Problem to solve>
Change every "one point each" to "one point per instance" in the material below and give it back otherwise unchanged, leaving out the pictures.

Extracted data>

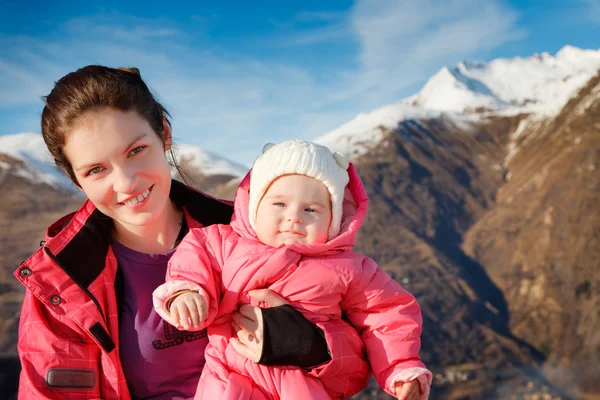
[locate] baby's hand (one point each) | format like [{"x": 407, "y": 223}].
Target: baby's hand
[
  {"x": 188, "y": 310},
  {"x": 408, "y": 390}
]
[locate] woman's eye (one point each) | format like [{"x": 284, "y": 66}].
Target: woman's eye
[
  {"x": 93, "y": 171},
  {"x": 137, "y": 150}
]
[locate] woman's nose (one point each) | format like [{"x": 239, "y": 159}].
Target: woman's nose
[{"x": 125, "y": 180}]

Exercise output>
[locate] baby's hand (one point per instance) | format like [{"x": 407, "y": 223}].
Target: baby's hand
[
  {"x": 188, "y": 310},
  {"x": 408, "y": 390}
]
[locate] woman's eye (one point per instance) | format like [{"x": 284, "y": 66}].
Target: woman's eye
[
  {"x": 93, "y": 171},
  {"x": 137, "y": 150}
]
[locate] woman's nose (one point per instance) | format like [{"x": 239, "y": 159}].
Target: woman's nose
[{"x": 125, "y": 180}]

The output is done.